[Collected data entries]
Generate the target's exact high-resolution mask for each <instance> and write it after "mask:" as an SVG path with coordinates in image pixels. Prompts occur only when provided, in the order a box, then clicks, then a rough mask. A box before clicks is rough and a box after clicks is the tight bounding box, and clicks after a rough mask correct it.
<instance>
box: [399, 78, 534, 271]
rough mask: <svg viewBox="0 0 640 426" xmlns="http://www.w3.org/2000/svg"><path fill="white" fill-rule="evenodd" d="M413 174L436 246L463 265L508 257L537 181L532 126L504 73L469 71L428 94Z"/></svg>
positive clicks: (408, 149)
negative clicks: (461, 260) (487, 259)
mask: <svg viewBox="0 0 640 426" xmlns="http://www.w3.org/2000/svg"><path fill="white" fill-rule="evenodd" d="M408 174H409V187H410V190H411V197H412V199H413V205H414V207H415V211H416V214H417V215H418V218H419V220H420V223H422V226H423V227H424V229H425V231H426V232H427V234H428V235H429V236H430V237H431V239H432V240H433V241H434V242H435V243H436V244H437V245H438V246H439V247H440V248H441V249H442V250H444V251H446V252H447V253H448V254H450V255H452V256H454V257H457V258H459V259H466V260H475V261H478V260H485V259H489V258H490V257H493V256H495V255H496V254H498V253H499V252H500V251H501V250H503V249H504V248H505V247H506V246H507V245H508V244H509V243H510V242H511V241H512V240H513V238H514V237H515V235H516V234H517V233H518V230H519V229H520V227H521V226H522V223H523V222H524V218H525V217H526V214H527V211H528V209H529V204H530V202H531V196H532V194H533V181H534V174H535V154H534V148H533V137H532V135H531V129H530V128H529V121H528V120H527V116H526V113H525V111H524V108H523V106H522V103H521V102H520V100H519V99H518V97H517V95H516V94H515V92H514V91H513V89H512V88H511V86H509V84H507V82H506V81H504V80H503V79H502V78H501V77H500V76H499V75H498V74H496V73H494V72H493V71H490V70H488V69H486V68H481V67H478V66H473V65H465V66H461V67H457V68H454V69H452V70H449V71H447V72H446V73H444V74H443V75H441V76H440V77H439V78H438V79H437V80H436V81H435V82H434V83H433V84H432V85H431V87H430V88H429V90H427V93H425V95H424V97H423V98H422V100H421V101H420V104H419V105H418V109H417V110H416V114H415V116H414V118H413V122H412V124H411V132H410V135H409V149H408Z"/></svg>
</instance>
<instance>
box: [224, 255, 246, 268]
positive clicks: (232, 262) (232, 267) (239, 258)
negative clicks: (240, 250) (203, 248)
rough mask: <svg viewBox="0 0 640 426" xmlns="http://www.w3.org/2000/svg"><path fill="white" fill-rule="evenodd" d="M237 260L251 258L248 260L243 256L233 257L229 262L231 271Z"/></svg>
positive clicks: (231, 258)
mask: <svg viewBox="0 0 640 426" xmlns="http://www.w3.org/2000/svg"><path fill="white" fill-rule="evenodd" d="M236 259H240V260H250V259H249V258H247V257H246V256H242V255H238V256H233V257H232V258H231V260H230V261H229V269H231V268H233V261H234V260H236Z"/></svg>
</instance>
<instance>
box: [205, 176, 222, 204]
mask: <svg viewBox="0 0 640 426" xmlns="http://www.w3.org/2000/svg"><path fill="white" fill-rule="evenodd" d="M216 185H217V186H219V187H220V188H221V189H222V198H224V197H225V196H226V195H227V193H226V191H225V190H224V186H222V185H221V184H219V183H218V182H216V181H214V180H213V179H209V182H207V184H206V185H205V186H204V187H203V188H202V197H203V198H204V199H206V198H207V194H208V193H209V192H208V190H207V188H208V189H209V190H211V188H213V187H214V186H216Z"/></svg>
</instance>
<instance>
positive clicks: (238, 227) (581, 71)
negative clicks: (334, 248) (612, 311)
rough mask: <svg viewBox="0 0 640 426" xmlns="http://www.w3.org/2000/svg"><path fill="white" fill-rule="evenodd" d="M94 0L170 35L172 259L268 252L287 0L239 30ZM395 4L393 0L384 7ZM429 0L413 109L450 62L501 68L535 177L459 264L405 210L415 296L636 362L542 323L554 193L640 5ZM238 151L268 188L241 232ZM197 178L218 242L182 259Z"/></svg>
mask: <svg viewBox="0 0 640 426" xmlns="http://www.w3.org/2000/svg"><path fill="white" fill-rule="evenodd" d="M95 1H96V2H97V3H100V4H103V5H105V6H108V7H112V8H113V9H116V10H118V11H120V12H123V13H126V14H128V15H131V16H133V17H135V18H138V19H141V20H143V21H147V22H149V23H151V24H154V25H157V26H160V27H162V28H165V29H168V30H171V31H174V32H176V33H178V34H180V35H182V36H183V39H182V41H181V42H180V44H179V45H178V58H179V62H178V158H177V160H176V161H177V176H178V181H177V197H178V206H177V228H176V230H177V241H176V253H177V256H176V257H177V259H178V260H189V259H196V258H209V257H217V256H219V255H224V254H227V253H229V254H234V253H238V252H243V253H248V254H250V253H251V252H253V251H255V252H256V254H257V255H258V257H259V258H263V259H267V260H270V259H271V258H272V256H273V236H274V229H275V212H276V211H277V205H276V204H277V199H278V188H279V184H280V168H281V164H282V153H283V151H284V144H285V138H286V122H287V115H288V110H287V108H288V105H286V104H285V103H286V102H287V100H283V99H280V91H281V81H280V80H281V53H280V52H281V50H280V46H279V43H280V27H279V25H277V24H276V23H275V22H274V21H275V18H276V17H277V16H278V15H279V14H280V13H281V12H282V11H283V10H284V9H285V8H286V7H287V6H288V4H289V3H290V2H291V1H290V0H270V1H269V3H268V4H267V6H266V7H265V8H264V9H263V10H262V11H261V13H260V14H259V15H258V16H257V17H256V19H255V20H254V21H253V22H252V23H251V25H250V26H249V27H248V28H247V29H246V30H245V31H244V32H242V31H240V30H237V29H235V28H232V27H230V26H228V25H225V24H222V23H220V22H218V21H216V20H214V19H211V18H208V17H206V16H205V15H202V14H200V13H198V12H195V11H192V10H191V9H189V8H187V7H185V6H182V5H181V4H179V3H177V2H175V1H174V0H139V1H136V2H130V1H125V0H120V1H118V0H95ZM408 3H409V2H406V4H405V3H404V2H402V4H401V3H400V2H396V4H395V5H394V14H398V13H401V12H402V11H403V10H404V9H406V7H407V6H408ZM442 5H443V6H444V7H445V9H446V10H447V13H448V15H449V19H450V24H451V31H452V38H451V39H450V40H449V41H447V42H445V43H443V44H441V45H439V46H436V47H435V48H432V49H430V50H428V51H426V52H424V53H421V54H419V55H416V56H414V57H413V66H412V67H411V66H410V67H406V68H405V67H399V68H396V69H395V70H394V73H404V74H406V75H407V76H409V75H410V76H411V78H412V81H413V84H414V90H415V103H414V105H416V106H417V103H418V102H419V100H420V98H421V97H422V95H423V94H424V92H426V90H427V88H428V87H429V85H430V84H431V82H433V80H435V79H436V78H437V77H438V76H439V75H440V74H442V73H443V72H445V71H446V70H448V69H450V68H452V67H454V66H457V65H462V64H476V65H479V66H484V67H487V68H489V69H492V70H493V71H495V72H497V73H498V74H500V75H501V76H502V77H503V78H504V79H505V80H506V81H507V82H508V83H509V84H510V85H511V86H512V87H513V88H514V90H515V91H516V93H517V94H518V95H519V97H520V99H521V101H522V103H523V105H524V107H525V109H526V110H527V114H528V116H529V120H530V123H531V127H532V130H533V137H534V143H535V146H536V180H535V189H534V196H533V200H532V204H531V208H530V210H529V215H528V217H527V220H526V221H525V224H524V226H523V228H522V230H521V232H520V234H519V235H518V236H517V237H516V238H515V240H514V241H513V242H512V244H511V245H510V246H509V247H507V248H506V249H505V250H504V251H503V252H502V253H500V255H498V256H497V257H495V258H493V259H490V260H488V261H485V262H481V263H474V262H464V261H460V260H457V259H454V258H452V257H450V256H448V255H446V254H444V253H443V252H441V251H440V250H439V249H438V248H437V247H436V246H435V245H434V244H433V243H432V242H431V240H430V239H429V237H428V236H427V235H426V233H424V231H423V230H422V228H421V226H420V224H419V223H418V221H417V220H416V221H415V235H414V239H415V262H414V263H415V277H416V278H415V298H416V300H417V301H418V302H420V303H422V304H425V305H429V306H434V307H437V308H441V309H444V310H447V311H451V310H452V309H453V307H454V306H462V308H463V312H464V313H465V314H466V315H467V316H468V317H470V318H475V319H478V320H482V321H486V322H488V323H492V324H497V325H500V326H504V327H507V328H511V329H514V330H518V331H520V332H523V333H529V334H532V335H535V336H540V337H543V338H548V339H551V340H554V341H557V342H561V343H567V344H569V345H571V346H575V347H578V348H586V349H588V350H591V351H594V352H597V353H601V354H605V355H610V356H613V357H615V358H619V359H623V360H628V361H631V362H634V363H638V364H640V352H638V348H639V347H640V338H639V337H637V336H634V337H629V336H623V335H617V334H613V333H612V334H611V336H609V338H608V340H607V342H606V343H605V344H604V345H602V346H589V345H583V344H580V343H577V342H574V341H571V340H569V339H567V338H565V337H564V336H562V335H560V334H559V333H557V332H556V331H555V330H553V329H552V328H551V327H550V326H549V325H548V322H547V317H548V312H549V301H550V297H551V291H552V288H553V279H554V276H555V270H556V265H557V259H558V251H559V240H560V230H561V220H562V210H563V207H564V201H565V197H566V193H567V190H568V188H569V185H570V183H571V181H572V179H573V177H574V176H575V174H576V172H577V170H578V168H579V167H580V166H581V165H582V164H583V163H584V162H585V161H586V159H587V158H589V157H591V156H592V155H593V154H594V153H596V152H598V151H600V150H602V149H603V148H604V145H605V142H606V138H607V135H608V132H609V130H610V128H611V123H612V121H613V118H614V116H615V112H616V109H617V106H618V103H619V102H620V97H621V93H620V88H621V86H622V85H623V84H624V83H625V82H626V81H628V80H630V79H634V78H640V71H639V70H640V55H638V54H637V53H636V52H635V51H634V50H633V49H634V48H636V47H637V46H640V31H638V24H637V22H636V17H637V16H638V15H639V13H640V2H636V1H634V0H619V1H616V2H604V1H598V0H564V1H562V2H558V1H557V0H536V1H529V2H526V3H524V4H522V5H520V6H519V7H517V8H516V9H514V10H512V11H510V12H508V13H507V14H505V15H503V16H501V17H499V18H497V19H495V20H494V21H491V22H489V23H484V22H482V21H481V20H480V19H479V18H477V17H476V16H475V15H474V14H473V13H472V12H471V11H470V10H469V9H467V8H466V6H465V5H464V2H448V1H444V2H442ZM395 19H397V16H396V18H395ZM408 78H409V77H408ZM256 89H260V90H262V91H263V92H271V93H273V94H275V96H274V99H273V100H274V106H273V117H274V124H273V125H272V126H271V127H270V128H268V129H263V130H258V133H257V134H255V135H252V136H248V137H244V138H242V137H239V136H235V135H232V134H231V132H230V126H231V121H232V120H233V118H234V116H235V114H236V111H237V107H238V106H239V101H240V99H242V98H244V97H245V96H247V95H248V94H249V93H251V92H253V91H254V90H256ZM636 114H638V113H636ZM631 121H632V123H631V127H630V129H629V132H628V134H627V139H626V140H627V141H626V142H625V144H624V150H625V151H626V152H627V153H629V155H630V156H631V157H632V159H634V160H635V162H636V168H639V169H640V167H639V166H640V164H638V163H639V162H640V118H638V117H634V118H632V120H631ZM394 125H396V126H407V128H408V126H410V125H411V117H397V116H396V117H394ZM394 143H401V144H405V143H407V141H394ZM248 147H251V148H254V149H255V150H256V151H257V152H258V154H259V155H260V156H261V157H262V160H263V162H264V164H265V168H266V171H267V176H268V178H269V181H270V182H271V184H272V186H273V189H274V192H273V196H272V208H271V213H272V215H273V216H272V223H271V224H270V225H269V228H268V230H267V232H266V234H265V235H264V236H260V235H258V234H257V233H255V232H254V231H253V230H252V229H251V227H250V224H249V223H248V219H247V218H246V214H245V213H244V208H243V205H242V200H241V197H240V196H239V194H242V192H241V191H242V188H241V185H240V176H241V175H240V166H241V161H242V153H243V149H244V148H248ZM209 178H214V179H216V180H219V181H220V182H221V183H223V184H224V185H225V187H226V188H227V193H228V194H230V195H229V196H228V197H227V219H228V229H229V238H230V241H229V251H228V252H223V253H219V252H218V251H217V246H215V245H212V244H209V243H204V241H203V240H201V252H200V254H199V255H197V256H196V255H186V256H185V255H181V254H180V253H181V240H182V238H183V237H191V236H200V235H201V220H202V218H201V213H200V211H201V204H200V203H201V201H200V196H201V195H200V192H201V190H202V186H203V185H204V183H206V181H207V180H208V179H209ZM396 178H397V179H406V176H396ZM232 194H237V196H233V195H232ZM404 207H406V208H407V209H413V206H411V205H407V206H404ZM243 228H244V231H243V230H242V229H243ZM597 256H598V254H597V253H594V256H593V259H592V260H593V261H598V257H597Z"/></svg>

* WHAT IS NEEDED
Please return every line of the data above that contains the string "clicks".

* EXERCISE RESULT
Generate the target's exact high-resolution mask for each <instance> and write it after "mask:" as an SVG path with coordinates in image pixels. Prompts occur only when provided, in the order a box, then clicks, then a rough mask. A box before clicks is rough and a box after clicks is the tight bounding box, and clicks after a rough mask correct it.
positive clicks: (408, 149)
negative clicks: (461, 260) (487, 259)
positive clicks: (232, 262) (232, 267) (239, 258)
negative clicks: (240, 250) (203, 248)
positive clicks: (231, 258)
positive clicks: (238, 227) (581, 71)
negative clicks: (334, 248) (612, 311)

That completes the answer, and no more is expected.